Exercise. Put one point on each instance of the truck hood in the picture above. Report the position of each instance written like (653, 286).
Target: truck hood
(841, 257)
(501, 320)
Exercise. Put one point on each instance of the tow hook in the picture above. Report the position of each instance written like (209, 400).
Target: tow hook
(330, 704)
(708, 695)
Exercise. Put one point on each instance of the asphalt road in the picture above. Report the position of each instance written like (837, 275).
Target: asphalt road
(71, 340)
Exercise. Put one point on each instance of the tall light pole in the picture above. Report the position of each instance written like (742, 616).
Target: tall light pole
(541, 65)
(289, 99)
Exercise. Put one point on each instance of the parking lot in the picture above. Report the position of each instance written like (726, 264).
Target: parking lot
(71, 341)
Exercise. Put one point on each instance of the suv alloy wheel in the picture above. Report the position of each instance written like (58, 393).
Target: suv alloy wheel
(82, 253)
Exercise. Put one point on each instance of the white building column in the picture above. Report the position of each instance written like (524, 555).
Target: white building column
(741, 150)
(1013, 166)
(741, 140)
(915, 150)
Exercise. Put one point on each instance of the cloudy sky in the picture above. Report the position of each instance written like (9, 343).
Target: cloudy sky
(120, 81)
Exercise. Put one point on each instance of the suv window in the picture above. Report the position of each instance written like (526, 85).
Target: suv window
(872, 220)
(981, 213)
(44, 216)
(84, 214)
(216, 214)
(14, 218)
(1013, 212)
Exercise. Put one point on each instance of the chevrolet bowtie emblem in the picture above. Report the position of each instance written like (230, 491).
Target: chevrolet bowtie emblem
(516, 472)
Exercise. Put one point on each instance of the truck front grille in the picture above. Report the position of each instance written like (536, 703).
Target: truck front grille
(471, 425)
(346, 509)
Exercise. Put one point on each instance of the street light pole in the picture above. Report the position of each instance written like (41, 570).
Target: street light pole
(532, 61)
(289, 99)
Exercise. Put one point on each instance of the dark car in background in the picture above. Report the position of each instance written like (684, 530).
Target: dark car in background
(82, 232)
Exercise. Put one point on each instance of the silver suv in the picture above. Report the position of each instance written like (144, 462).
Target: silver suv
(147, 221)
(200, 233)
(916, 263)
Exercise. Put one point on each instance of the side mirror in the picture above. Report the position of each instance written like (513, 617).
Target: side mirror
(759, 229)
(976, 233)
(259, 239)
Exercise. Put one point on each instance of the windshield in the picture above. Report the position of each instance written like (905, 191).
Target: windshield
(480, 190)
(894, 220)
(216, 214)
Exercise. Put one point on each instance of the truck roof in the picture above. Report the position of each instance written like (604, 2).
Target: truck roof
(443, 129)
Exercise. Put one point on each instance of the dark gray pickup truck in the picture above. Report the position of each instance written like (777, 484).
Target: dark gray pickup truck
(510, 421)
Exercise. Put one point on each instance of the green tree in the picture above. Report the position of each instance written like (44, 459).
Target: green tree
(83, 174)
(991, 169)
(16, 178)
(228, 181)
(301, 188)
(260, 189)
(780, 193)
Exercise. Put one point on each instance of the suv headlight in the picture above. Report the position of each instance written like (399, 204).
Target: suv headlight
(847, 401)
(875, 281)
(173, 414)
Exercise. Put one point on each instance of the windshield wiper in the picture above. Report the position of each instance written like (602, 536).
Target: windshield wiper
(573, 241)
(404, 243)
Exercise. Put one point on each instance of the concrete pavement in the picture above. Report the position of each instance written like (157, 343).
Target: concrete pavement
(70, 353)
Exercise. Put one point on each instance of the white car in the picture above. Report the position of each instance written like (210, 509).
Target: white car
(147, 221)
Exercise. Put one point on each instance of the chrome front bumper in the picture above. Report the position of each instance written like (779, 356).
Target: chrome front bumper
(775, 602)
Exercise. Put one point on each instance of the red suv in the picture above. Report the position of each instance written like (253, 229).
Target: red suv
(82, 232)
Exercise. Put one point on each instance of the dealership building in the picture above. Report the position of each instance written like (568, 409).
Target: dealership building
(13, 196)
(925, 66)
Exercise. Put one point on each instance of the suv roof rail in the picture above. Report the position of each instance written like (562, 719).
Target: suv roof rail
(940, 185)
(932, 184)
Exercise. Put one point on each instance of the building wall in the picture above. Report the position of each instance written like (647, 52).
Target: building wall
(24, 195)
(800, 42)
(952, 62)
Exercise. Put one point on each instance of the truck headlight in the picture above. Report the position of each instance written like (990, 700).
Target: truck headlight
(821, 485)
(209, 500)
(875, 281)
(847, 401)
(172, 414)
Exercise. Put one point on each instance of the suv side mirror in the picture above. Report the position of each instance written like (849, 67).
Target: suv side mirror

Task brief
Output all records exactly, with nothing added or dropped.

Result for this exercise
Exercise. Put one point on each instance of the truck hood in the picture above. Report the position of each instance written like (653, 286).
Target: truck hood
(841, 257)
(501, 320)
Exercise. Put one point on each instance of the tow hook in the picture above. Report the position of each instance written like (209, 400).
Target: tow hook
(330, 704)
(708, 695)
Exercise. Put one point on each instance of the asphalt road in the picture above. Report the position of each instance written like (837, 275).
Target: asphalt road
(71, 340)
Exercise. Put one point on each instance of the tall light pole in the picture above. Report the position of each instance written like (742, 616).
Target: tall light pole
(541, 65)
(289, 99)
Exercise. Put one point on each instance of the parking lot in the picture above. Report the position of each instance written like (726, 264).
Target: parking lot
(71, 341)
Exercise. Put one point on each instance of the suv alloy wheel in the picture above. Report the position of each instance written like (58, 393).
Target: suv alloy wheel
(82, 253)
Exercise. Put one point on each instance of the white building column in the picture above. Report the position of each instance written like (524, 555).
Target: white building column
(741, 150)
(1013, 166)
(741, 140)
(915, 150)
Exercise. Put one point on each instance of the cloudy sky in the picture above. Report the position of each instance written like (9, 343).
Target: cloudy sky
(120, 81)
Exercise. Put one point on each instance of the suv window in the picture above. Report the position of each instance written like (526, 85).
Target: suv window
(872, 220)
(981, 213)
(44, 216)
(84, 214)
(216, 214)
(14, 218)
(1013, 212)
Exercise. Put one point on each instance of the chevrolet bowtie emblem in the picture above. Report the position of each instance written like (230, 491).
Target: chevrolet bowtie emblem
(516, 472)
Exercise. Put one point on each instance of the truck front grille in the picture above. Report the position of each instance written like (536, 703).
Target: truck front grille
(471, 425)
(346, 509)
Exercise. Put one point on each instance of the street light pole in the picture above. Report the position of each instance written like (41, 570).
Target: street light pole
(532, 61)
(289, 99)
Exercise. Put one point on each instance of the dark car in background in the picture above. Report the position of each instance written like (684, 530).
Target: dark car in background
(82, 232)
Exercise. Put one point on each instance of the silver suv in the picture above. Report the position of each instance written like (144, 462).
Target: silver suv
(147, 221)
(200, 233)
(916, 263)
Exercise. Put one point on each instance of the side mirror in the picture above. Report the position of each instance written like (513, 617).
Target: side mirror
(759, 229)
(976, 233)
(259, 239)
Exercise. Put one point on each instance of the windshield in the picture above. Report the position of each instance written like (905, 191).
Target: windshield
(480, 190)
(894, 220)
(216, 214)
Exercise. Put one point on each instance of the truck roof in the picture above. Report the position of each instance written like (604, 2).
Target: truck roof
(443, 129)
Exercise. Put one point on each instance of the dark gray pickup truck in the picture above. Report the position of each instance written like (777, 484).
Target: dark gray pickup truck
(510, 421)
Exercise. Put one point on each instance of the green tree in the picture above. Report the position of each instance written like (44, 459).
Target: green tree
(83, 174)
(991, 169)
(16, 178)
(228, 181)
(301, 188)
(260, 189)
(780, 193)
Exercise. Put one point on each instance of the suv headlight in the picture above. Report the position of each instance written like (399, 204).
Target: suv headlight
(847, 401)
(875, 281)
(173, 414)
Exercise. Put one point on each instance of the windshield wiper in the picture above. Report the position of each instance written like (602, 536).
Target: windshield wiper
(573, 241)
(404, 243)
Exercise. Put one point on each instance of the concrete pavement in the picture above. Report the position of each instance written like (157, 343).
Target: concrete pavement
(70, 353)
Exercise. Put one point on each instance of the white car in the picture above. Report the position of each instance written like (210, 509).
Target: white car
(147, 221)
Exercise. Put one point on each instance of the chrome front bumper in the picture above. Report the position of each instance written like (779, 356).
Target: chrome front bumper
(775, 602)
Exercise. Put one point on each instance of the red suv in the picture above. Report the position of each instance written like (253, 229).
Target: red suv
(82, 232)
Exercise. Put one point on each instance of the dealership building in the picture above. Report the position of each instance written like (568, 409).
Target: dealership building
(13, 196)
(925, 66)
Exercise. Put one point on each instance of the suv roof rail in the picture above. Report the position of each instance written like (562, 719).
Target: suv roof rail
(940, 185)
(932, 184)
Exercise. Put one point on each instance of the building wall in the picture above. Report the position of each instance written like (647, 52).
Target: building wall
(24, 195)
(800, 42)
(952, 62)
Exercise. Put one point on each instance of the truck headlight in the picture above. Report the position of each instance written like (990, 700).
Target: truck headlight
(821, 485)
(209, 500)
(875, 281)
(847, 401)
(172, 414)
Exercise. Put one point on each instance of the suv side mirror in the picture above. Report the position of each instance written like (849, 67).
Target: suv side mirror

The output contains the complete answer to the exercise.